### Extracted data
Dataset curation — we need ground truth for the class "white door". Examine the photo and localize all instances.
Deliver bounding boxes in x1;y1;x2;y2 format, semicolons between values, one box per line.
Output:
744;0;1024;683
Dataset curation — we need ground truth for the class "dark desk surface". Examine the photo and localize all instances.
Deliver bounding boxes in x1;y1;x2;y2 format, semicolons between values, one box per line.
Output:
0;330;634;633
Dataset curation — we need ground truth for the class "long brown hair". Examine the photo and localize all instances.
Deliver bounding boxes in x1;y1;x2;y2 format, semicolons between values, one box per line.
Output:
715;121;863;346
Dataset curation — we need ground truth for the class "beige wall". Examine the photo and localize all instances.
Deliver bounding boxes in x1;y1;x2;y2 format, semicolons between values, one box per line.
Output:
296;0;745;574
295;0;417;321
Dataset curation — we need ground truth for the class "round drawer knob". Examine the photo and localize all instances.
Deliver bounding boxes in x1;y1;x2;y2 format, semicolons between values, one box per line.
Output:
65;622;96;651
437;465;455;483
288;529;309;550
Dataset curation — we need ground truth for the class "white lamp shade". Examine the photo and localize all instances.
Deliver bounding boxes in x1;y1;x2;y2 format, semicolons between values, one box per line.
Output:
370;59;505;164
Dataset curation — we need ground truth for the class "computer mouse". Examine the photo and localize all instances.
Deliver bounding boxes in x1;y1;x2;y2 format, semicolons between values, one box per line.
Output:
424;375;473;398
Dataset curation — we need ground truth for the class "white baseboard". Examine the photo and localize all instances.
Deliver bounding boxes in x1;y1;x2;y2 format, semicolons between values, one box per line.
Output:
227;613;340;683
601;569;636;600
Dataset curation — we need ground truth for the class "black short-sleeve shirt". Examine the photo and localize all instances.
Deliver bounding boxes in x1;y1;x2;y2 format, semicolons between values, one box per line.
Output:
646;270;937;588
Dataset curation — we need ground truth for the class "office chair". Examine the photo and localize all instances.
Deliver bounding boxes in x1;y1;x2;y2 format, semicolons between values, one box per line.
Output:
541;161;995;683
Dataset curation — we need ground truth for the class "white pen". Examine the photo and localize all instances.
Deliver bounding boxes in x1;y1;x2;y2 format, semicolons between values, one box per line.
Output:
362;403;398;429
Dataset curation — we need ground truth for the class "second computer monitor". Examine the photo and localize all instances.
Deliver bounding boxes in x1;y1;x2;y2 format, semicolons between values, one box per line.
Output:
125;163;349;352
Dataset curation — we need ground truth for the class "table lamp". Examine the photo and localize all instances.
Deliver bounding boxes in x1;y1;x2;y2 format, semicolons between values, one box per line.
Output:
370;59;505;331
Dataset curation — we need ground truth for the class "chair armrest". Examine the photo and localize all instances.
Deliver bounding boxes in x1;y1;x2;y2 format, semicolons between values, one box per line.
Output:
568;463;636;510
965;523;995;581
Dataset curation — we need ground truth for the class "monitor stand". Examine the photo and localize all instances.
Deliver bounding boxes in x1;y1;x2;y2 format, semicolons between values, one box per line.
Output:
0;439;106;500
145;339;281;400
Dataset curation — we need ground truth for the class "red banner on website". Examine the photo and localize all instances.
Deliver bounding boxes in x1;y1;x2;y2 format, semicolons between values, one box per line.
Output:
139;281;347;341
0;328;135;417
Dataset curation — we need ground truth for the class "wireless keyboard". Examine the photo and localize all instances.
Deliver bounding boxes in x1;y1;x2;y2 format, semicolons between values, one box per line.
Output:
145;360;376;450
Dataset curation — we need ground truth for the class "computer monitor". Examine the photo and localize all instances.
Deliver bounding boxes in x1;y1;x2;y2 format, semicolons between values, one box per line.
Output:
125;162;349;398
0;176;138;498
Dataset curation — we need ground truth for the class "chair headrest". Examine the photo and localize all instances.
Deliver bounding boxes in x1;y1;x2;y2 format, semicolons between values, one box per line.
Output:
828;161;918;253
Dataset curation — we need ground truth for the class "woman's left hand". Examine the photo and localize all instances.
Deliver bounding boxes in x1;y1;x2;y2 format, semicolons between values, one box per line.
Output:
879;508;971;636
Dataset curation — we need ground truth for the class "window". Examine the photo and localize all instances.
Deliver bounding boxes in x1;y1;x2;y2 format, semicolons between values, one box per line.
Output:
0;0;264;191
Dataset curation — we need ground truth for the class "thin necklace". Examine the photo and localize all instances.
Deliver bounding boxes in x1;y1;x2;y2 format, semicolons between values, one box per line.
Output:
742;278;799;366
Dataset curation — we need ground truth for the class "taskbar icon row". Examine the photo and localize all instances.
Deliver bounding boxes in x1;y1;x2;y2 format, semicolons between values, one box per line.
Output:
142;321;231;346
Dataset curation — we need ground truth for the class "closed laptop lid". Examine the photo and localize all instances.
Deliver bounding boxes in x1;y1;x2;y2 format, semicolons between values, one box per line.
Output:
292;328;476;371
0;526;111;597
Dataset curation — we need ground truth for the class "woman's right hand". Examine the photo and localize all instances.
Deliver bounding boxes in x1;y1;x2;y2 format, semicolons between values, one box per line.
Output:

### Work to be completed
Rewrite the stretch from the start of the records through the line containing "715;121;863;346", putting "mark" wherever "localize" appears and changing nothing else.

### In response
Dataset curation — we need ground truth for the class "white door". Examine the photo and mark all instances.
Deliver bounding boxes in x1;y1;x2;y2 format, semicolons between values, one box per line.
Output:
744;0;1024;683
Dataset curation — we need ground truth for the class "dark desk surface". Examine the photo and mark all instances.
Deliver bounding boxes in x1;y1;x2;y2 format, semicolons between values, one box per line.
Output:
0;330;634;633
Dataset curation — we need ground truth for the class "long brown hair". Examine the photo and mark all instances.
Deliver bounding boxes in x1;y1;x2;y2 format, semicolons between values, one box per line.
Output:
715;121;863;346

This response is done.